Le travail de la Commission européenne veut protéger les citoyens. Dommage que les consommateurs ou leurs représentants directs et les points de vente n'aient pas été plus présents ou n'aient pas pu formuler leur attentes. Une personne du public a rappelé son besoin d'explications très souvent absentes ou incomplètes sur le lieu de vente, notamment sur les préconisations d'utilisation... Une remarque fondée, mais ressentie comme hors sujet en fin de débat. Or, pour la clientèle, ce type d'informations est pourtant probablement plus important, à très court terme, que les noms complets et/ou les problèmes de multiplication.
Dans un communiqué du 6 mai dernier, la Commission européenne apporte une partie de réponse aux interpellations (3) : les semences pour les jardins privés ne relèvent pas de la législation de l'Union, les frais d'enregistrement variétal seront réduits pour les microentreprises et les « matériels de niche », les microentreprises seront globalement exonérées du paiement des redevances d'enregistrement... Mais ces précisions restent, a priori, très insuffisantes...

|---|

- À FAIRE
#1 Répondez à partir du texte source :
(a) Qui n'a pas été assez présent ou n'a pas pu formuler ses attentes ?
(b) De quelle date est le communiqué de la Commission européenne ?
(c) Quelles semences ne relèvent pas de la législation de l'Union ?
#2 Recopiez le passage du texte source qui va de "Dans un communiqué" jusqu'à "priori, très insuffisantes...", en remplaçant "microentreprises" par "petites entreprises".

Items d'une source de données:
|---|

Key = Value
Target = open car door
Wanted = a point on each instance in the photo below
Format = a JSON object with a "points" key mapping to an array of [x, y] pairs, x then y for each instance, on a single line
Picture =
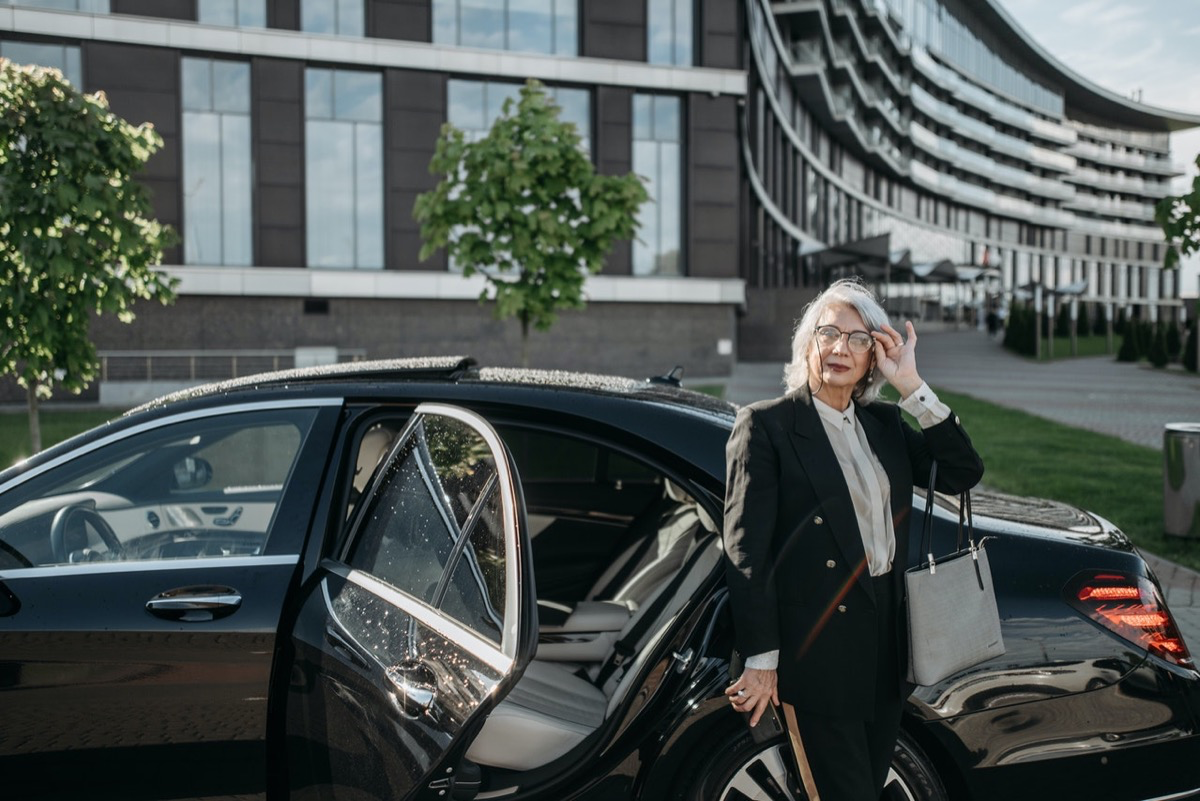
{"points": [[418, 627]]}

|---|

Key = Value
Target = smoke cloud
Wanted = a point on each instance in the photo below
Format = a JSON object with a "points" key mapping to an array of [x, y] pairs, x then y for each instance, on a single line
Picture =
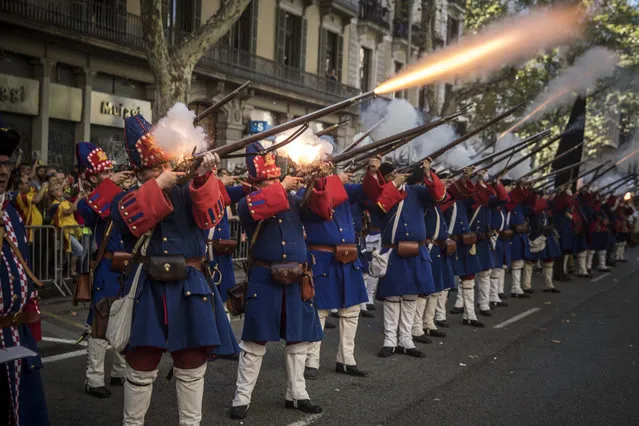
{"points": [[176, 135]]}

|---|

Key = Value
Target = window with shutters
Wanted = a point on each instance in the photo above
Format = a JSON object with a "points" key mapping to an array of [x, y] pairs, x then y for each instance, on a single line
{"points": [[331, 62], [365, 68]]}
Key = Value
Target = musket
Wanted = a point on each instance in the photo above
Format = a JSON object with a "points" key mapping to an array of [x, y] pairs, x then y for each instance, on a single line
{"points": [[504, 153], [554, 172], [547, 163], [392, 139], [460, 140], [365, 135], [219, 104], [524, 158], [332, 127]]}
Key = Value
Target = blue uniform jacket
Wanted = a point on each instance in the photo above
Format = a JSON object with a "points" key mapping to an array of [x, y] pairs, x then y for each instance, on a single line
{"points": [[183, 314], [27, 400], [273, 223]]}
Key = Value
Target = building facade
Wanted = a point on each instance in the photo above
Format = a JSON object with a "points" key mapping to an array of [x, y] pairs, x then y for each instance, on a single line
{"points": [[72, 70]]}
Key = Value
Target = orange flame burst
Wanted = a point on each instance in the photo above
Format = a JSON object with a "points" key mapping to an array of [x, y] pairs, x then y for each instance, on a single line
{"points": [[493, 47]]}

|---|

- RÉPONSES RÉDIGÉES
#1
(a) Les consommateurs ou leurs représentants directs et les points de vente.
(b) Du 6 mai dernier.
(c) Les semences pour les jardins privés.

#2
Dans un communiqué du 6 mai dernier, la Commission européenne apporte une partie de réponse aux interpellations (3) : les semences pour les jardins privés ne relèvent pas de la législation de l'Union, les frais d'enregistrement variétal seront réduits pour les petites entreprises et les « matériels de niche », les petites entreprises seront globalement exonérées du paiement des redevances d'enregistrement... Mais ces précisions restent, a priori, très insuffisantes...